Exercise objective> Please quote the entire listing below word for word, keeping every line as it stands.

— BEGIN Data section —

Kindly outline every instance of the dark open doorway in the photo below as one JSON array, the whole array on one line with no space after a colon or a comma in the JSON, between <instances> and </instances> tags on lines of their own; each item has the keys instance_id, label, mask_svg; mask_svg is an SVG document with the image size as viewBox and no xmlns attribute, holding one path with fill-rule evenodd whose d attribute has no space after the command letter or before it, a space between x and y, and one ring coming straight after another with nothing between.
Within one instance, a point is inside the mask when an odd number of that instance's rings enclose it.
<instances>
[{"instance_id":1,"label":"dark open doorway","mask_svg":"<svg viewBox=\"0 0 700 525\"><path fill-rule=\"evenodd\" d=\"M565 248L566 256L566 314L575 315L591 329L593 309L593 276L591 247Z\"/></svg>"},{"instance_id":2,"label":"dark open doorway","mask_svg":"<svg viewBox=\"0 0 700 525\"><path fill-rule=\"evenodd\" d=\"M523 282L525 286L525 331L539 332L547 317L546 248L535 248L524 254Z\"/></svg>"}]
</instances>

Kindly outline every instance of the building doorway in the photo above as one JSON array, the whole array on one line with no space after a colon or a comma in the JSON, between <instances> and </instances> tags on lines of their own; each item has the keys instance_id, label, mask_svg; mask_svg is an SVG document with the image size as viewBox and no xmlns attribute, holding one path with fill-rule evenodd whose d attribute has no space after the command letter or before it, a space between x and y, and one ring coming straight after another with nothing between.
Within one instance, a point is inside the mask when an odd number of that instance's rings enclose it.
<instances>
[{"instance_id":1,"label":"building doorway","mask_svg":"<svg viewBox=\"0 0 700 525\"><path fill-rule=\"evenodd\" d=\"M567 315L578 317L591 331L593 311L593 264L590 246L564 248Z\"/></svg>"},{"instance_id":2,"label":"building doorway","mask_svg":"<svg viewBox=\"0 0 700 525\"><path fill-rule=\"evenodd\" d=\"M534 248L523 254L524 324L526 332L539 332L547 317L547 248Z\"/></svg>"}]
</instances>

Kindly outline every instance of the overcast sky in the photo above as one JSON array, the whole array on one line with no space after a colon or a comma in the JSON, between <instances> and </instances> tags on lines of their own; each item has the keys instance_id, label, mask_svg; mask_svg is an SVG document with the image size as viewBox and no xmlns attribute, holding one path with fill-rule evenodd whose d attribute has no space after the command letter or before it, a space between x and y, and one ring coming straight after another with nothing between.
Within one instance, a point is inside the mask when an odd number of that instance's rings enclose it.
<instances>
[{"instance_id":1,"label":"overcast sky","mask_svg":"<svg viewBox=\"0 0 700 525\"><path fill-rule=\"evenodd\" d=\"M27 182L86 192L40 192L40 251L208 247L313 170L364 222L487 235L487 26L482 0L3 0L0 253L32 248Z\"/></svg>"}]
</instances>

— END Data section —

Result>
Kindly outline every instance of the dark open doorway in the photo below as one JSON array, the whole array on one line with no space after a colon or a comma in the JSON, between <instances> and </instances> tags on lines of their own; each item has the keys instance_id, label, mask_svg; mask_svg is an SVG document with the image size as viewBox and no xmlns attribute, holding one path with fill-rule evenodd whose d attribute has no space after the command letter or before it, a space between x and y, and one ring coming straight after another with nothing between.
Within one instance, a point is inside the mask when an odd number of that instance's rings enclose it.
<instances>
[{"instance_id":1,"label":"dark open doorway","mask_svg":"<svg viewBox=\"0 0 700 525\"><path fill-rule=\"evenodd\" d=\"M565 248L566 256L566 314L575 315L591 329L593 309L593 276L591 247Z\"/></svg>"},{"instance_id":2,"label":"dark open doorway","mask_svg":"<svg viewBox=\"0 0 700 525\"><path fill-rule=\"evenodd\" d=\"M523 282L525 286L525 331L539 332L547 317L546 248L535 248L524 254Z\"/></svg>"}]
</instances>

Kindly outline every instance of the building doorway in the photo above as one JSON array, the whole array on one line with no space after a colon or a comma in the JSON, between <instances> and </instances> tags on lines of their own; each item has the keys instance_id, label, mask_svg; mask_svg is an SVG document with the image size as viewBox and no xmlns attribute, holding one path with fill-rule evenodd whose d attribute has no space after the command letter or before it, a space between x and y, and one ring coming straight after another with nothing between.
Within one instance, a point is inside the mask when an odd number of that instance's rings enclose it.
<instances>
[{"instance_id":1,"label":"building doorway","mask_svg":"<svg viewBox=\"0 0 700 525\"><path fill-rule=\"evenodd\" d=\"M567 315L578 317L591 331L593 311L593 264L590 246L564 248Z\"/></svg>"},{"instance_id":2,"label":"building doorway","mask_svg":"<svg viewBox=\"0 0 700 525\"><path fill-rule=\"evenodd\" d=\"M534 248L523 254L524 324L526 332L539 332L547 317L547 248Z\"/></svg>"}]
</instances>

Kindly outline every instance of the overcast sky in the photo above as one JSON array, the whole array on one line with no space after a colon or a comma in the JSON, between <instances> and </instances> tags on lines of their own; each item has the keys instance_id, label, mask_svg; mask_svg is an SVG document with the image size as viewBox and no xmlns attribute, holding one path with fill-rule evenodd whose d attribute has no space after the command letter or before it, a space between x and y, and one ring coming straight after another with nothing between.
Within one instance, a point is inside the mask when an odd number of that instance's rings enclose it.
<instances>
[{"instance_id":1,"label":"overcast sky","mask_svg":"<svg viewBox=\"0 0 700 525\"><path fill-rule=\"evenodd\" d=\"M27 182L86 192L40 192L40 251L208 247L313 170L364 222L487 235L487 26L482 0L3 0L0 253L32 248Z\"/></svg>"}]
</instances>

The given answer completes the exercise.